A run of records
◇ ◇ ◇

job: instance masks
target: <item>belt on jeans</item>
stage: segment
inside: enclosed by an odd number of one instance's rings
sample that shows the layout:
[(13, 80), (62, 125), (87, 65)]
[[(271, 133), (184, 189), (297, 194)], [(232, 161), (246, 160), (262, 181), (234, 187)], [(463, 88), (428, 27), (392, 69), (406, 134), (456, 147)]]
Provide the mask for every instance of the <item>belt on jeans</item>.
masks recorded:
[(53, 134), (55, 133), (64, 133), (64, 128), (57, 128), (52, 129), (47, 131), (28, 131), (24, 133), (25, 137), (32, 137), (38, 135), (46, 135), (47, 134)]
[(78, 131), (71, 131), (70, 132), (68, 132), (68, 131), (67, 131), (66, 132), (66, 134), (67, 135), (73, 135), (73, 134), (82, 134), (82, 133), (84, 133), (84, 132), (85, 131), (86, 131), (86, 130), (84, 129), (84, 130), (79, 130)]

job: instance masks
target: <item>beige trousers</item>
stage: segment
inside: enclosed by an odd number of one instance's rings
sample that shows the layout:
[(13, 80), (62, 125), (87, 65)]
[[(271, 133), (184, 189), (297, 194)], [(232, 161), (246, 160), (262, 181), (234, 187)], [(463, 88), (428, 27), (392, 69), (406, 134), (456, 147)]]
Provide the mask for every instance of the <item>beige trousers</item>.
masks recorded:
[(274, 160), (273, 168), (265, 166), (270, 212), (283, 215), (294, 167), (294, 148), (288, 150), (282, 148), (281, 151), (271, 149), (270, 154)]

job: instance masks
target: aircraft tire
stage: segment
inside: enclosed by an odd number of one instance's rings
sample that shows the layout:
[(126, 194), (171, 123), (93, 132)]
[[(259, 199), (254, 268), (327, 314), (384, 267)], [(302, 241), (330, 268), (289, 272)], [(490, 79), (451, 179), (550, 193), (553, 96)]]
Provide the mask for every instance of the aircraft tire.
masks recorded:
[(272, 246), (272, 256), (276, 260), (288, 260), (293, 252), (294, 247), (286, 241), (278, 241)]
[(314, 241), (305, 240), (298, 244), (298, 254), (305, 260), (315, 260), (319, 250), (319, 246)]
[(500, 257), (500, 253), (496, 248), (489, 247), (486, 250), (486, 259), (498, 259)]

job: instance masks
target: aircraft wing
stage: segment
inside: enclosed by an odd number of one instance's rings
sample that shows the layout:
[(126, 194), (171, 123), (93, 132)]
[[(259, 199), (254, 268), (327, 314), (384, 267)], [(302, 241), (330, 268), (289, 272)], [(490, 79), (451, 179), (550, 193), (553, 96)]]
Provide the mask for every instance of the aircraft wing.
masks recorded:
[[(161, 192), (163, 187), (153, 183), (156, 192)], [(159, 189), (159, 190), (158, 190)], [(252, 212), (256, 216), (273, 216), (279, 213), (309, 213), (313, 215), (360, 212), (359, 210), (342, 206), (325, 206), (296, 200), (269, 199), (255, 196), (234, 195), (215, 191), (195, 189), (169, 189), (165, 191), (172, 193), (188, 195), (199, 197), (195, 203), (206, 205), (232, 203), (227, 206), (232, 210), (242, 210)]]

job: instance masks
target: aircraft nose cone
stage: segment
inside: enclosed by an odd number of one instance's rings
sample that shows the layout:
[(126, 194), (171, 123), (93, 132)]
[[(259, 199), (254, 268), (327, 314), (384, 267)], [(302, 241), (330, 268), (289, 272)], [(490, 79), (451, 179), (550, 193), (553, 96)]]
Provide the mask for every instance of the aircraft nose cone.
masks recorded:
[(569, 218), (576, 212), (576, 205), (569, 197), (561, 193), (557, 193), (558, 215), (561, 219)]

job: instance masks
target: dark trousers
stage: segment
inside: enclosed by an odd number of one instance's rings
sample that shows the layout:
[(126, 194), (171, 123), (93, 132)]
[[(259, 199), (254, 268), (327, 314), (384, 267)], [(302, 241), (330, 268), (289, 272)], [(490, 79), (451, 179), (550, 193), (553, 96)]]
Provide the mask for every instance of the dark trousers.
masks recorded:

◇ ◇ ◇

Do this
Output all of the data again, exactly.

Answer to this task
job: instance masks
target: <item>belt on jeans</item>
stage: segment
inside: enclosed by an odd number of one instance's rings
sample that shows the layout:
[(13, 80), (62, 125), (87, 65)]
[[(271, 133), (184, 189), (297, 194)], [(232, 161), (246, 160), (262, 181), (234, 187)], [(463, 88), (428, 27), (392, 69), (406, 134), (456, 147)]]
Provide the mask for every instance of the <item>belt on jeans</item>.
masks recorded:
[(53, 134), (55, 133), (64, 133), (64, 128), (57, 128), (52, 129), (47, 131), (28, 131), (24, 133), (25, 137), (32, 137), (38, 135), (46, 135), (47, 134)]
[(78, 131), (71, 131), (70, 132), (68, 132), (68, 131), (67, 131), (66, 132), (66, 134), (67, 135), (73, 135), (73, 134), (82, 134), (82, 133), (84, 133), (84, 132), (85, 131), (86, 131), (86, 130), (84, 129), (84, 130), (79, 130)]

job: instance masks
target: <item>beige trousers</item>
stage: segment
inside: enclosed by an odd number of one instance's rings
sample that shows the layout:
[(13, 80), (62, 125), (87, 65)]
[[(271, 133), (184, 189), (297, 194)], [(232, 161), (246, 160), (262, 181), (234, 187)], [(463, 88), (428, 27), (392, 69), (406, 134), (456, 147)]]
Provide the mask for every instance of the <item>beige trousers</item>.
masks recorded:
[(274, 160), (273, 168), (265, 166), (270, 212), (283, 215), (294, 167), (294, 148), (288, 150), (282, 148), (281, 151), (271, 149), (270, 154)]

job: instance masks
target: aircraft tire
stage: segment
inside: enclosed by an odd number of one instance's rings
sample that shows the layout:
[(126, 194), (171, 123), (93, 132)]
[[(259, 199), (254, 268), (327, 314), (384, 267)], [(302, 241), (330, 268), (289, 272)], [(490, 79), (451, 179), (550, 193), (553, 96)]]
Provide the mask for every instance of the aircraft tire.
masks recorded:
[(272, 246), (272, 256), (276, 260), (288, 260), (293, 252), (294, 247), (286, 241), (278, 241)]
[(314, 241), (305, 240), (298, 244), (298, 254), (305, 260), (315, 260), (319, 250), (319, 246)]
[(500, 257), (500, 253), (496, 248), (489, 247), (486, 250), (486, 259), (498, 259)]

job: instance masks
target: aircraft wing
stage: segment
inside: enclosed by an odd number of one instance's rings
sample that shows the layout:
[(126, 194), (171, 123), (93, 132)]
[[(259, 199), (254, 268), (327, 314), (384, 267)], [(302, 241), (330, 268), (289, 272)], [(490, 79), (451, 179), (550, 193), (553, 96)]]
Provide the mask for every instance of the aircraft wing.
masks recorded:
[[(161, 192), (163, 187), (153, 183), (156, 192)], [(159, 189), (159, 190), (158, 190)], [(252, 212), (256, 216), (273, 216), (279, 213), (309, 213), (313, 215), (360, 212), (359, 210), (342, 206), (325, 206), (296, 200), (269, 199), (255, 196), (234, 195), (215, 191), (195, 189), (169, 189), (165, 191), (172, 193), (188, 195), (199, 197), (195, 203), (206, 205), (232, 203), (227, 206), (232, 210), (242, 210)]]

job: instance masks
target: aircraft nose cone
stage: segment
inside: enclosed by an odd number of one instance's rings
sample that shows the layout:
[(126, 194), (171, 123), (93, 132)]
[[(259, 199), (254, 268), (327, 314), (384, 267)], [(302, 241), (330, 268), (289, 272)], [(490, 79), (451, 179), (550, 193), (553, 96)]]
Provide the mask for every instance of the aircraft nose cone.
masks recorded:
[(569, 218), (576, 212), (576, 205), (569, 197), (561, 193), (557, 193), (558, 215), (561, 219)]

job: instance masks
target: dark trousers
stage: segment
inside: enclosed by an odd number of one instance's rings
sample that shows the layout:
[(126, 194), (171, 123), (93, 132)]
[[(259, 199), (254, 268), (327, 314), (384, 267)], [(302, 241), (330, 268), (289, 272)], [(490, 79), (451, 179), (550, 193), (553, 96)]]
Provide the mask for every instance of the dark trousers.
masks recorded:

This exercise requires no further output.